*WHAT YOU SHOULD DO*:
Please give every entry again, exactly as it reads.

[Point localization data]
* * * *

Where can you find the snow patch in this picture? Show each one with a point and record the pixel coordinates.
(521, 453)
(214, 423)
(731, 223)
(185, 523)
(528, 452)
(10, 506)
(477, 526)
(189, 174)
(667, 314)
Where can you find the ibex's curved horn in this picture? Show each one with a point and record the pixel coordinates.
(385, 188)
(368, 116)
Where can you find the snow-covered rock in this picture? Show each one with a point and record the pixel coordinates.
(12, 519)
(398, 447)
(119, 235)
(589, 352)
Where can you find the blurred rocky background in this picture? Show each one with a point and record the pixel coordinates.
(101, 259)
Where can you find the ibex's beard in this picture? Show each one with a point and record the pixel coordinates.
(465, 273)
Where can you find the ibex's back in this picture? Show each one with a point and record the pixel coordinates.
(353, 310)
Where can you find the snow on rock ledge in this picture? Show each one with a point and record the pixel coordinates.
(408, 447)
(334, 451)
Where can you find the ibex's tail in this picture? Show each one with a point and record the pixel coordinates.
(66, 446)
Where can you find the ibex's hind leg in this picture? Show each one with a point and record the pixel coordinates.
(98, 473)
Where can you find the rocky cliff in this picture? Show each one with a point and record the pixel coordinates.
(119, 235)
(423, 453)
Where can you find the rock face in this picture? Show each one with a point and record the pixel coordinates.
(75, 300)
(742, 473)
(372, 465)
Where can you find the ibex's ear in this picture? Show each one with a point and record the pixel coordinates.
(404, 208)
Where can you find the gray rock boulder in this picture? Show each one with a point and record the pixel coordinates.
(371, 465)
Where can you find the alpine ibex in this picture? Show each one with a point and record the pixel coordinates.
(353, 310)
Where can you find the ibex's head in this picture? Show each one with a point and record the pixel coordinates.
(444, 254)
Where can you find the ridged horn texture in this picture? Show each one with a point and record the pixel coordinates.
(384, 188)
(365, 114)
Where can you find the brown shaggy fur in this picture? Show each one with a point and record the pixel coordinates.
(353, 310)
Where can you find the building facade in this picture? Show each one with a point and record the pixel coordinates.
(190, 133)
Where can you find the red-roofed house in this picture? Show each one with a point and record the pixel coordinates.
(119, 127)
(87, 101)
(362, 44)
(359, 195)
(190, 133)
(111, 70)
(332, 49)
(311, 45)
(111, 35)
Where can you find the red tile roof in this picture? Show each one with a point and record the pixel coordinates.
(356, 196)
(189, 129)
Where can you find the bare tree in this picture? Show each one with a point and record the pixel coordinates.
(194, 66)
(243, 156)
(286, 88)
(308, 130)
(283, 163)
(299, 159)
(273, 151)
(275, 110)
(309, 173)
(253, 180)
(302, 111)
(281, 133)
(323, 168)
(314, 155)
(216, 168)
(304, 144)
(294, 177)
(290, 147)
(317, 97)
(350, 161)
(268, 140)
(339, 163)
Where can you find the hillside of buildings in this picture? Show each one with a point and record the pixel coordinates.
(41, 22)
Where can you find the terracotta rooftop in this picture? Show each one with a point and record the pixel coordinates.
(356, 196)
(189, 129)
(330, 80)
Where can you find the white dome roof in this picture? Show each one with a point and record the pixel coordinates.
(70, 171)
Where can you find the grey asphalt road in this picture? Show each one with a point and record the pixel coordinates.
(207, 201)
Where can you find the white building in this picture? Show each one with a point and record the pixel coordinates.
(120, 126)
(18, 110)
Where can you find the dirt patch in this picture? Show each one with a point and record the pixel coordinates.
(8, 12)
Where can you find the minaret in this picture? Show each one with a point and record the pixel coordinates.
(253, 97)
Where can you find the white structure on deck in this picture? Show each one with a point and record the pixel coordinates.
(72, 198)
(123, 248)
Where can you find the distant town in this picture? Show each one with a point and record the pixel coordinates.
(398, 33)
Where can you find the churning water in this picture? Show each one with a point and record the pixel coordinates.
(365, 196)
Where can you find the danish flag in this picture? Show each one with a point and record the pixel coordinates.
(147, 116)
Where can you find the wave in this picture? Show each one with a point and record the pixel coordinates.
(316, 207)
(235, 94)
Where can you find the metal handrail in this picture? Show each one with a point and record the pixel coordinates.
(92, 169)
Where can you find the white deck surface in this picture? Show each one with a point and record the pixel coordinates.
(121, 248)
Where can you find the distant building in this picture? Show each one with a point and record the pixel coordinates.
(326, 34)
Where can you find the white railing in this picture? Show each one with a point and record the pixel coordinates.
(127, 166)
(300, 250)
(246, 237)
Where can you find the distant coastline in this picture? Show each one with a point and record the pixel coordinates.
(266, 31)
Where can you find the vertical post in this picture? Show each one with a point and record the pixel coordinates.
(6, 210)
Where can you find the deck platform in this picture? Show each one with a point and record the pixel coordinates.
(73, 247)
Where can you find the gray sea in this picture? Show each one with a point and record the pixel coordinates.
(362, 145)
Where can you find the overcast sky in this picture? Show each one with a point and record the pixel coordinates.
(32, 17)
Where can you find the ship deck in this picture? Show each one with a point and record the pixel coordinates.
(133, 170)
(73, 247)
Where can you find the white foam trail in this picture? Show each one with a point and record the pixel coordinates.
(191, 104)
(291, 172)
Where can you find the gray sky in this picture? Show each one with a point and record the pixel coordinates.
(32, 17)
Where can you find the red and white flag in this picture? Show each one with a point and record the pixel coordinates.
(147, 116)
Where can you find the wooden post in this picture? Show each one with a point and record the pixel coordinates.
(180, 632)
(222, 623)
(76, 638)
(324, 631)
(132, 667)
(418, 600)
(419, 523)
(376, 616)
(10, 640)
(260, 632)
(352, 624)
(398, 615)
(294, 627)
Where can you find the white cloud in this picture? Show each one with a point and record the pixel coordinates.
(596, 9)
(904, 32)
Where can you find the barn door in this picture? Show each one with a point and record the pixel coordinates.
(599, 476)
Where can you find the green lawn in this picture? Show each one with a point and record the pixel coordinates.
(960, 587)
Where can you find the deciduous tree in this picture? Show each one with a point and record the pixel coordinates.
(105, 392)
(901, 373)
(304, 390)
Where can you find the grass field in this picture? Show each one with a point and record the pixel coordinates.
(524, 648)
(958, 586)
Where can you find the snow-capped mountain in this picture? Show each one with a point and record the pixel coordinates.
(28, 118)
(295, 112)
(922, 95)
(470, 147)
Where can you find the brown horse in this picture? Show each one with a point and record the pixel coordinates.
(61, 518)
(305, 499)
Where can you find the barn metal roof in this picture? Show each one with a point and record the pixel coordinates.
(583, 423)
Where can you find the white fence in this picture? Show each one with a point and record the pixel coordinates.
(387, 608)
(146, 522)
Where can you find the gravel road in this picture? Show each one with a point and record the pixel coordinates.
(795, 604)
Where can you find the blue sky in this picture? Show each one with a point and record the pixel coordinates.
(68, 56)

* * * *

*REPLY TO THE EXERCISE*:
Where can you find the snow patch in this picture? Show each one with a point and record the pixel coordinates.
(521, 453)
(214, 423)
(731, 223)
(185, 523)
(528, 452)
(10, 506)
(477, 526)
(189, 174)
(667, 314)
Where can you find the ibex's curved horn in this picture? Show each one with a point and record the pixel coordinates.
(385, 188)
(368, 116)
Where can you find the snow-covered rock in this picture? Show each one with a point and record the pixel coordinates.
(12, 519)
(398, 447)
(119, 235)
(589, 352)
Where can you find the blurred rocky background in this picture? Show each one with a point and record the pixel coordinates.
(101, 259)
Where can you find the ibex's beard in this picture? Show each one with a point and record the pixel coordinates.
(465, 273)
Where can you find the ibex's back in this picture? Show each one with a point and record the pixel coordinates.
(353, 310)
Where can you find the snow on rock ledge in this picture? Show each one with a point and record the pixel coordinates.
(408, 447)
(334, 451)
Where can you find the ibex's tail in this picture? Show each one with a point and record the pixel coordinates.
(66, 446)
Where can you find the ibex's hind leg in this picture? Show each one with a point and record the pixel coordinates.
(98, 473)
Where can you find the rocky cliff in this picture? Show each one with a point and record the pixel coordinates.
(119, 235)
(423, 453)
Where can you find the rock face in this picture? Show each one with a point and record the pixel coordinates.
(75, 300)
(742, 473)
(372, 465)
Where can you find the ibex's ear in this picture? Show each one with a point and record the pixel coordinates.
(404, 208)
Where can you find the gray rock boulder in this picture? Show each one with a point and record the pixel coordinates.
(371, 465)
Where can you find the alpine ibex in this picture? Show each one with a point and record the pixel coordinates.
(353, 310)
Where can you find the ibex's head in this picture? Show each one with a point and record the pixel coordinates.
(444, 254)
Where can you find the ridged horn texture in this picture? Show each one with a point and record the pixel coordinates.
(384, 188)
(365, 114)
Where can you find the brown shaggy fur in this picture? Show each one with a point and record the pixel coordinates.
(353, 310)
Where can you find the building facade in this picture? Show each one with a point and record the pixel coordinates.
(190, 133)
Where can you find the red-roofed house in this picture? Show each one with a point and record the pixel coordinates.
(119, 127)
(87, 101)
(362, 44)
(359, 195)
(190, 133)
(111, 70)
(332, 49)
(311, 45)
(111, 35)
Where can you find the red tile roof in this picture? Show each one with a point and record the pixel coordinates.
(356, 196)
(189, 129)
Where can you find the bare tree in this picture? Show each one with a point and record the pixel coordinates.
(194, 66)
(243, 156)
(286, 88)
(308, 130)
(283, 163)
(299, 159)
(273, 151)
(275, 110)
(309, 173)
(253, 180)
(302, 111)
(281, 133)
(323, 168)
(314, 155)
(216, 168)
(304, 144)
(294, 177)
(290, 147)
(317, 97)
(350, 161)
(268, 140)
(339, 163)
Where can you find the hillside of buildings in this picture? Show each one with a point and record the pixel coordinates.
(41, 22)
Where can you find the terracotta rooftop in this picture? Show each one with a point and record the pixel coordinates.
(356, 196)
(189, 129)
(330, 80)
Where can you find the white dome roof in this picture? Show each one with a point and record the pixel coordinates.
(70, 171)
Where can you find the grey asphalt road in this picture? Show each one with a point and record the pixel coordinates.
(207, 201)
Where can you find the white building in this picture? Show each one with a point and record the pixel coordinates.
(120, 126)
(18, 110)
Where can you find the dirt patch in this picture? Show each one with a point and record the pixel coordinates.
(8, 12)
Where can you find the minaret in this picture? Show each one with a point and record the pixel coordinates.
(253, 97)
Where can you find the white structure on deck in this picture? Show each one with a point and record the pixel coordinates.
(72, 198)
(123, 248)
Where can you find the distant town in this picture? Show each one with a point and record the pixel coordinates.
(398, 33)
Where can you find the churning water in this picture? Show each one with a point and record the pixel coordinates.
(365, 196)
Where can you find the danish flag in this picture? Show each one with a point and record the pixel coordinates.
(147, 116)
Where can you find the wave in this picture? Show each one with a point and record the pixel coordinates.
(316, 207)
(235, 94)
Where can you find the metal handrail in this picture? Show each one with a point and record the pixel coordinates.
(92, 169)
Where can you find the white deck surface in this picture? Show each one with a point and record the pixel coordinates.
(121, 248)
Where can you find the distant building in this picture? Show each one with a point and record the pixel coordinates.
(326, 34)
Where can you find the white railing in this picture? Show each one with a point and record the pixel coordinates.
(127, 166)
(300, 250)
(246, 237)
Where can you find the distant coastline in this picture? Show each one with a point and record the pixel coordinates.
(266, 31)
Where can you find the vertical post in this picture? Show each one with a point and record the pixel coordinates.
(6, 210)
Where can you find the deck platform in this picture? Show each one with a point and record the pixel coordinates.
(73, 247)
Where can you find the gray sea in this picture? Show each one with a point and record the pixel coordinates.
(362, 145)
Where can you find the overcast sky in this picture? Show each one with a point and record the pixel coordinates.
(32, 17)
Where can you find the ship deck in this picture? Show each one with a point and record the pixel coordinates.
(133, 170)
(73, 247)
Where can you find the white foam trail in this picture? Show each one with a point and record the pixel coordinates.
(191, 104)
(291, 172)
Where can you find the gray sky in this picture? Show each one with a point and record the pixel coordinates.
(32, 17)
Where can you find the red and white flag in this picture? Show each one with a point and record the pixel coordinates.
(147, 116)
Where can you find the wooden post in this picture? Show each one with a point and record the pixel coordinates.
(180, 632)
(222, 623)
(76, 638)
(324, 631)
(132, 667)
(418, 600)
(419, 523)
(376, 616)
(10, 640)
(260, 632)
(352, 624)
(398, 615)
(294, 627)
Where can you find the white cloud in this picture? Show each one with a point and record the pixel coordinates.
(596, 9)
(904, 32)
Where can you find the barn door in this picture? Show each one with a point and record the pixel coordinates.
(599, 476)
Where can you find the green lawn in this picture? Show each one with a point and record the pixel coordinates.
(960, 587)
Where can you find the deciduous tree in this picture? Show each one with a point and record the pixel coordinates.
(105, 392)
(901, 373)
(304, 390)
Where can you find the grass field in this picture? Show each one with a point and record the pixel coordinates.
(524, 648)
(958, 586)
Where can you find the snow-capped mountain in this picture? Show each one with a point and record the pixel coordinates.
(28, 118)
(295, 112)
(922, 95)
(470, 147)
Where can you find the brown horse in this picture? Show each one with a point and record the pixel coordinates.
(61, 518)
(305, 499)
Where can you find the barn metal roof in this picture? Show each one with a point and record the pixel coordinates.
(583, 423)
Where can you find the white fence in this picture? Show each one with a point and record the pixel coordinates.
(387, 608)
(146, 522)
Where can you find the gravel road in this picture? Show each one with a point and record the pixel coordinates.
(795, 604)
Where can you find the blue sky in this picture? Show each one with a point and record the pixel coordinates.
(68, 56)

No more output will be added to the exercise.